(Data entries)
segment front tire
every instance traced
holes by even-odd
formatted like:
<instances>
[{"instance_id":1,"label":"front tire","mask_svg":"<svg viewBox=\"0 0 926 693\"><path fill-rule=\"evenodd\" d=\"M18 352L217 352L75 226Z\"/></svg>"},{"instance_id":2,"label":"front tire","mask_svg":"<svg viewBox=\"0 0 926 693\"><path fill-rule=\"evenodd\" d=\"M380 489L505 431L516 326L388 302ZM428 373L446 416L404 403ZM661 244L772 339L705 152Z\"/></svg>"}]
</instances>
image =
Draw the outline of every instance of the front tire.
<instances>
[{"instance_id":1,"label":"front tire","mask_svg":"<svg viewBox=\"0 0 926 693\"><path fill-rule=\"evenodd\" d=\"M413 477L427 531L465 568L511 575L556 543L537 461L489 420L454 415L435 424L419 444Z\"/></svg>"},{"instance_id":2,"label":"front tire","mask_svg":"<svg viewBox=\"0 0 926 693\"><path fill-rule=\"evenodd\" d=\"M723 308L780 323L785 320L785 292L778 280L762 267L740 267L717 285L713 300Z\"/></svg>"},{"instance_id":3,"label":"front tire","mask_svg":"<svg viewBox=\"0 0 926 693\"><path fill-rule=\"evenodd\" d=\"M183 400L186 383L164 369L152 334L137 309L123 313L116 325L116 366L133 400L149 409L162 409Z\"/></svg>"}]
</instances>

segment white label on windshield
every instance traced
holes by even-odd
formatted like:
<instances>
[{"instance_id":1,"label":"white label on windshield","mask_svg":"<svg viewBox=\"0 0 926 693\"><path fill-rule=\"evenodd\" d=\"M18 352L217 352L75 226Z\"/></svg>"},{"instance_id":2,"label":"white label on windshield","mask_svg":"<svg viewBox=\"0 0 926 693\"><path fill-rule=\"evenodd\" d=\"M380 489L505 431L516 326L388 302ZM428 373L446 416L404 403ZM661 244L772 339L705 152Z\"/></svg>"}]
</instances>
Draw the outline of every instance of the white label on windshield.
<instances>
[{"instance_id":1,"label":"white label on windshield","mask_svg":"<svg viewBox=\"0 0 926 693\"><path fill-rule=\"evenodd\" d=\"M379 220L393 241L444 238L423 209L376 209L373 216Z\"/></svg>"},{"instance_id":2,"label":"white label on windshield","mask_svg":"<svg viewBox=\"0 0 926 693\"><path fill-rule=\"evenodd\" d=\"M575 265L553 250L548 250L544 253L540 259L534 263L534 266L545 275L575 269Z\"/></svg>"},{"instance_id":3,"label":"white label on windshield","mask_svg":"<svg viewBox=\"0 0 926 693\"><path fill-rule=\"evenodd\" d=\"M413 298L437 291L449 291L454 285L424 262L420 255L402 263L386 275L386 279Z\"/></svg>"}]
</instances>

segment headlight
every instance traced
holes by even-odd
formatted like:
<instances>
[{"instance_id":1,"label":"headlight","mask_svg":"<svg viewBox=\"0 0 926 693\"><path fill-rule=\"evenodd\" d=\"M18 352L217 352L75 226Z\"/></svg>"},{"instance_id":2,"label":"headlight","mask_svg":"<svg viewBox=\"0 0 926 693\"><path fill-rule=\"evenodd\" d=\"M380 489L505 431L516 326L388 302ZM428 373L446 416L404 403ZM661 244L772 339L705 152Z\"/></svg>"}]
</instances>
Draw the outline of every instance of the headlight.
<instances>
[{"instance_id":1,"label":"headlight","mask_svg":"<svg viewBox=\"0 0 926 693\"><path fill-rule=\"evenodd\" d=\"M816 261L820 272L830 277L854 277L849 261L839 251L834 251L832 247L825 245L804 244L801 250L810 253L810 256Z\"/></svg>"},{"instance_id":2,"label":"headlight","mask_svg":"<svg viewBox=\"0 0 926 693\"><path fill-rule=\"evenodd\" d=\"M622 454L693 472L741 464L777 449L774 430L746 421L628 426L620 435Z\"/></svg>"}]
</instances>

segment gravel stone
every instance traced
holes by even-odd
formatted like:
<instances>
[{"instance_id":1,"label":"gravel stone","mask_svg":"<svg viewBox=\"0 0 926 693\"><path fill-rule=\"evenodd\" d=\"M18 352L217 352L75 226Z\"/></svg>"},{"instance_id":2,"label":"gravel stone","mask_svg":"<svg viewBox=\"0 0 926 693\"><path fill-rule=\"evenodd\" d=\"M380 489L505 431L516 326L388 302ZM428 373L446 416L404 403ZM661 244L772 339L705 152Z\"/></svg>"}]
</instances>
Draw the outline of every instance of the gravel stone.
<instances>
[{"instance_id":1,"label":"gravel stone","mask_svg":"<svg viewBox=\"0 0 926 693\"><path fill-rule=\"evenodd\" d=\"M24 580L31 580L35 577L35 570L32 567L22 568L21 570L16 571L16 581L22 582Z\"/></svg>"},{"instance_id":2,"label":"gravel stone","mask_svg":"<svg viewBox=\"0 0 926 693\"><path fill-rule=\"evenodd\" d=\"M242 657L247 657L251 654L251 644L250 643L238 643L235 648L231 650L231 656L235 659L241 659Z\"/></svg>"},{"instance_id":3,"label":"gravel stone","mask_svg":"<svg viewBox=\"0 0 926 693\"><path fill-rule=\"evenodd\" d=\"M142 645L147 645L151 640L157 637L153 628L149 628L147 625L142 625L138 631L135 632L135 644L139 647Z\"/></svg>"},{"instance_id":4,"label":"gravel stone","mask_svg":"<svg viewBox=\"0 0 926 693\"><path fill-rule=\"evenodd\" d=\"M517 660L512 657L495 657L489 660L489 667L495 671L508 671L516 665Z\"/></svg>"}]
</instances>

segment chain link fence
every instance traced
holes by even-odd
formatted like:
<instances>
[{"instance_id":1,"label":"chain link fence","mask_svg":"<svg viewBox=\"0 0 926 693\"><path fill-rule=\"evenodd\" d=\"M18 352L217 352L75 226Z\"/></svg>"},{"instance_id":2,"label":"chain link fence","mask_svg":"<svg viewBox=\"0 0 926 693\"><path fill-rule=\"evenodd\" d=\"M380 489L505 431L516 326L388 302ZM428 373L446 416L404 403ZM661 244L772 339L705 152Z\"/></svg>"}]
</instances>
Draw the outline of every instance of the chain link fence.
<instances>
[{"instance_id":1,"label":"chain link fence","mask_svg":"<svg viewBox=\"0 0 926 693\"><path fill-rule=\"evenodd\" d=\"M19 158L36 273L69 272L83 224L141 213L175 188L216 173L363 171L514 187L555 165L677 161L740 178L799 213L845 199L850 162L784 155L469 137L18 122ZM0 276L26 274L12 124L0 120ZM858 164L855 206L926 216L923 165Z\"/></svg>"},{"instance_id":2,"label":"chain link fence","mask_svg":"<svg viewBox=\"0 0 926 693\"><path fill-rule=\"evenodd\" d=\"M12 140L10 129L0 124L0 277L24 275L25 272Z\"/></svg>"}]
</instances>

**What the task asks:**
Filter the material above down to the lines that contain the word "outline", and copy each of those lines unchanged.

**Answer to this problem:**
Draw the outline of every instance of the front tire.
Draw the outline of every instance of the white label on windshield.
Draw the outline of every instance of the headlight.
Draw the outline of every instance of the gravel stone.
Draw the outline of every instance of the chain link fence.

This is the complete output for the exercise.